> [GIVEN TEXT]:

——

I was pointing out a bug in the initial version of the patch, which is still present and related to my comment above. Basically, with your patch we are reserving swap space based on the size of unclipped map entries, and I believe that that is incorrect. I will try to provide more context in my comments in the future.

2508 ↗(On Diff #58919)

Suppose an entry spans end. That entry will be clipped below, but we will reserve space for the new entry created by that clipping without charging that entry for the space.

dougm added inline comments.Jun 23 2019, 8:31 PM
vm_map.c
2555 ↗(On Diff #58840)

That's right now. But back up to diff 58892, where the critical line was:

to_reserve += ulmin(end, current->end) -
                 ulmax(start, current->start);

so I was reserving just the amount needed for clipped entries. But Mark's first comment was made with this line in place, so I didn't understand it to be about accounting-for-clipping.

Why did I change this line 12 hours ago? Because a Peter Holm crash suggested I wasn't reserving enough swap space, and I thought this line might be the problem.

2555 ↗(On Diff #58840)

Thanks for all the help you can give me. But, as explained in the response to Kostik, I was accounting for clipping at the time you made your comment. I'm just not doing it now.

markj added inline comments.Jun 23 2019, 8:38 PM
vm_map.c
2555 ↗(On Diff #58840)

The initial version had a different variant of the problem: it accounted for the clipping when reserving swap space, but the first loop could return an error before any clipping actually happened. So the amount of swap space reserved may not have matched the entry size.

——

> [PROVIDED INFORMATION]:
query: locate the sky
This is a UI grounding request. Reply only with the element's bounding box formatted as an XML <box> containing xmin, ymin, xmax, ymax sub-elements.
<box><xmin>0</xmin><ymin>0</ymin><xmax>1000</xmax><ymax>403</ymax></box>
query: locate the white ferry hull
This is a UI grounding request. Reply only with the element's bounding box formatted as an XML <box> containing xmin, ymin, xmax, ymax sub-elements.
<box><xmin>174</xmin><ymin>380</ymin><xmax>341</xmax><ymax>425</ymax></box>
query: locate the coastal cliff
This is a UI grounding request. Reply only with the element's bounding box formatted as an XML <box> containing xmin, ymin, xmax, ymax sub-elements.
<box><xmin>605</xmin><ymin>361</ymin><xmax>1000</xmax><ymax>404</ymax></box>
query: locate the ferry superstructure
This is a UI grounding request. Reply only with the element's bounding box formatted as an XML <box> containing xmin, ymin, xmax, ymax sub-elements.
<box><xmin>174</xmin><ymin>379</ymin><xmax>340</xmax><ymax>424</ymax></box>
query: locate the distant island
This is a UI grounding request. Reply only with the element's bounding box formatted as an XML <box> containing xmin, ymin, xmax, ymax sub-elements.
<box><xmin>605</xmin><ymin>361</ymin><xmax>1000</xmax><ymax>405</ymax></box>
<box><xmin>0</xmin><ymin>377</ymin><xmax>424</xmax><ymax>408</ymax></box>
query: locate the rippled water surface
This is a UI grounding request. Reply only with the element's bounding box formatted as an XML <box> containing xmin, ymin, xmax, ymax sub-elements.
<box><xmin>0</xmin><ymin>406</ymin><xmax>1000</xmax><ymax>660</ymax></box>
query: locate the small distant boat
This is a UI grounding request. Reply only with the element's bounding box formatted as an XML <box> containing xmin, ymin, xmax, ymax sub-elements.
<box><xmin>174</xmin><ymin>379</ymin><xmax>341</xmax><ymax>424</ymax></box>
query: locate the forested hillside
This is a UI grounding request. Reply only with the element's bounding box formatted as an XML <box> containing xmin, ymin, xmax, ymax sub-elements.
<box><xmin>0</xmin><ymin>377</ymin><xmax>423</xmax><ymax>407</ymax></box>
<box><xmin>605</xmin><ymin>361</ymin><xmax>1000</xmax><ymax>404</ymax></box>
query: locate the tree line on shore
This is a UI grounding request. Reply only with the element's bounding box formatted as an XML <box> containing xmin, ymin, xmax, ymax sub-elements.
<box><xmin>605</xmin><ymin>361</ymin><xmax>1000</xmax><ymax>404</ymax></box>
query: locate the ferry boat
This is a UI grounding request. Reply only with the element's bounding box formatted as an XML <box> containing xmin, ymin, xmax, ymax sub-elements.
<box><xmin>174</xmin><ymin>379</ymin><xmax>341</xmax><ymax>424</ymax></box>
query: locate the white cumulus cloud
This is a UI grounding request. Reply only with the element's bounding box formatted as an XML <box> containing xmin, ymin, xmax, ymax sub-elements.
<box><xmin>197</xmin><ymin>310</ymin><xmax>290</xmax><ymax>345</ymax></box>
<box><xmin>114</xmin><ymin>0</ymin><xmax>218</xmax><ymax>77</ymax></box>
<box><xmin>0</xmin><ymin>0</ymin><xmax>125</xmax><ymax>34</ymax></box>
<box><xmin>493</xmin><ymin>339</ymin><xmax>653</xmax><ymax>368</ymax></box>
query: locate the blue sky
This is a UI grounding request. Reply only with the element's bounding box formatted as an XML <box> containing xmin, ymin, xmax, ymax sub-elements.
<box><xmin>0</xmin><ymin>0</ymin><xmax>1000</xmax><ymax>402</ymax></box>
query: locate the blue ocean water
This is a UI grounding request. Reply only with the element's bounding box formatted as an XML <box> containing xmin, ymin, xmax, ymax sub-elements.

——

> [WHAT IS EXPECTED]: In the code review thread above, why was the line that computes to_reserve changed 12 hours before the comment that asks about it? Answer in one to three sentences.

> [OUTPUT]: A crash reported by Peter Holm suggested that not enough swap space was being reserved. The line was changed because it was thought to be the possible cause of that problem.